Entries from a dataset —
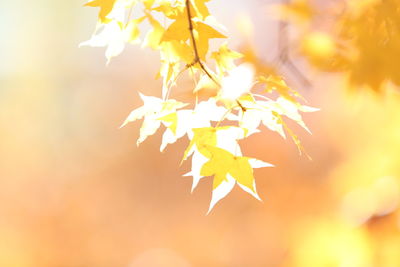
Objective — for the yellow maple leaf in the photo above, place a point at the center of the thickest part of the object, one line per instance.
(105, 8)
(228, 170)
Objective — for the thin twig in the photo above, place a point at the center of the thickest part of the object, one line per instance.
(197, 59)
(196, 51)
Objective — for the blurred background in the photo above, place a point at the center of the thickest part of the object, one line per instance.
(76, 191)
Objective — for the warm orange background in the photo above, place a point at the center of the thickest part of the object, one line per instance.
(76, 191)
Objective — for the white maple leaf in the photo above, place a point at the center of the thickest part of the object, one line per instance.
(186, 120)
(152, 110)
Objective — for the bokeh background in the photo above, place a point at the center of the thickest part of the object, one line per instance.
(76, 191)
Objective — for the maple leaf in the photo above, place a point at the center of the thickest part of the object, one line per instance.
(105, 8)
(152, 110)
(224, 137)
(114, 35)
(182, 122)
(228, 170)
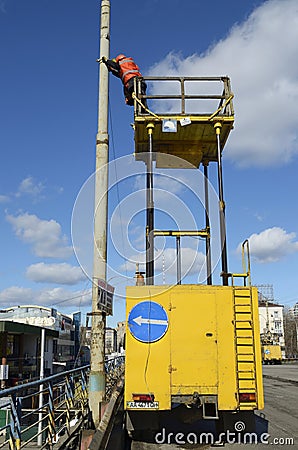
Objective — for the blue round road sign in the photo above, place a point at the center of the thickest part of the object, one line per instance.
(148, 321)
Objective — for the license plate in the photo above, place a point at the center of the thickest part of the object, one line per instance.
(142, 405)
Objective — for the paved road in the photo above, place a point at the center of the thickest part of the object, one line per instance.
(280, 409)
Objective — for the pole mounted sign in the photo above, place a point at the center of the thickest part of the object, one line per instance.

Written instruction — Copy out every line of the entries above word for word, leaving out the pictures.

Result —
Objective — for the yellow maple leaf in the photo above, place a point at the center of the thickest part of the object, one line per instance.
(105, 8)
(228, 170)
Objective — for the thin twig in the photo above, place a point at the center of the thickest part of the object, one line per instance.
(197, 59)
(196, 51)
Objective — for the blurred background in the photo above, place a point at the center of the thickest part of the object, one line per instance.
(76, 191)
Objective — for the warm orange background in the photo above, place a point at the center of the thickest part of the object, one line per instance.
(76, 191)
Objective — for the white maple leaf in the photo above, place a point at the center of the thickest part of the object, one line per instance.
(186, 120)
(152, 110)
Objective — for the bokeh background in the photo above, place a point at the center of the thickest part of the object, one line per instance.
(76, 191)
Objective — for the maple leaf in the photo above, place a point at the center of the thickest part of the object, one line per instance.
(105, 8)
(152, 110)
(224, 137)
(114, 35)
(182, 122)
(228, 170)
Objective — for the blue round road sign in the photo above, place a point at the center of the thickest part of the object, one line per instance.
(148, 321)
Objective — for the license plate in the photo above, place a point at the center of the thickest part of the object, one line per instance.
(142, 405)
Objective — for the paved road in the photo above, place a point at the center of the thickest part of the object, one line per instance.
(280, 409)
Objective — for the pole mounted sign in the photo above, place a point at the center of the thickest part of the object, one line per instance.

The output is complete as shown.